▶ **The data**:

↓↓↓

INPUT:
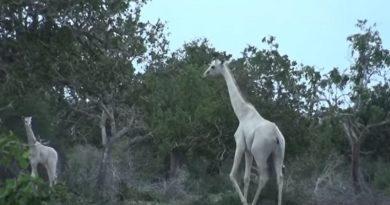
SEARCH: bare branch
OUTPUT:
[366,119,390,129]
[0,101,13,112]
[70,106,100,119]
[128,132,153,147]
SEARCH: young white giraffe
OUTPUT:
[203,60,285,205]
[24,117,58,187]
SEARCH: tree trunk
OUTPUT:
[169,148,184,178]
[351,141,362,193]
[343,119,364,193]
[96,145,111,190]
[169,150,179,178]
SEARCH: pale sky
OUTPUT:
[142,0,390,70]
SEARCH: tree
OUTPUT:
[322,20,390,193]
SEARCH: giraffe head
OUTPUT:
[203,59,230,77]
[24,116,32,126]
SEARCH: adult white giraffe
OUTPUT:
[24,117,58,187]
[203,60,285,205]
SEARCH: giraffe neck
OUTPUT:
[222,66,250,120]
[24,124,37,145]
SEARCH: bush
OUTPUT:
[374,161,390,195]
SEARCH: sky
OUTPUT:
[141,0,390,70]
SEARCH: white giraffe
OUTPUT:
[24,117,58,187]
[203,60,285,205]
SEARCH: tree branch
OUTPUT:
[0,101,13,112]
[128,132,153,148]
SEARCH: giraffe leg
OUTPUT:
[46,161,56,187]
[244,150,253,199]
[274,152,284,205]
[30,162,38,177]
[229,143,248,205]
[252,160,269,205]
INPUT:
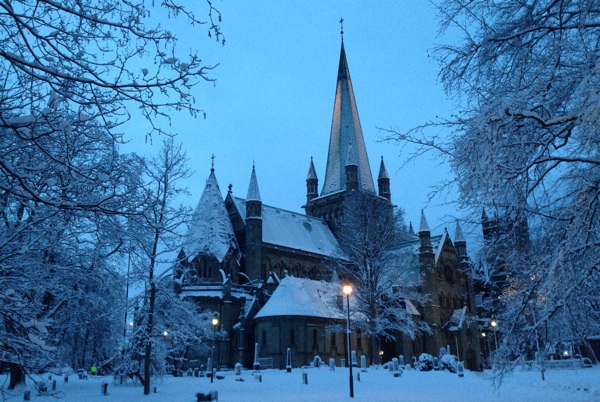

↑↑↑

▶ **What the task asks**:
Reproduce all of the items above line for line, leaving out the pictures.

▶ **Exercise output**:
INPUT:
SEARCH: bare branch
OUTPUT:
[366,119,390,129]
[0,101,13,112]
[70,106,100,119]
[128,132,153,147]
SEARCH: young white giraffe
OUTPUT:
[203,60,285,205]
[24,117,58,187]
SEARCH: tree trunk
OUTPUT:
[169,148,184,178]
[351,141,362,193]
[343,119,364,193]
[96,145,111,190]
[169,150,179,178]
SEARCH: pale sky
OUTPUT:
[142,0,390,70]
SEARCH: tree
OUTPUT:
[322,20,390,193]
SEARCH: giraffe head
OUTPUT:
[203,59,230,77]
[24,116,32,126]
SEARCH: adult white giraffe
OUTPUT:
[24,117,58,187]
[203,60,285,205]
SEARCH: giraffe neck
OUTPUT:
[222,66,250,120]
[24,124,37,145]
SEARCH: bush
OUTPUT:
[374,161,390,195]
SEARCH: sky
OUTPUT:
[141,0,390,70]
SEARCH: white giraffe
OUTPUT:
[24,117,58,187]
[203,60,285,205]
SEARCH: tree branch
OUTPUT:
[0,101,13,112]
[128,132,153,148]
SEARCH: giraffe leg
OUTPUT:
[46,161,56,187]
[244,150,253,199]
[274,152,284,205]
[30,162,38,177]
[229,143,248,205]
[252,160,269,205]
INPUT:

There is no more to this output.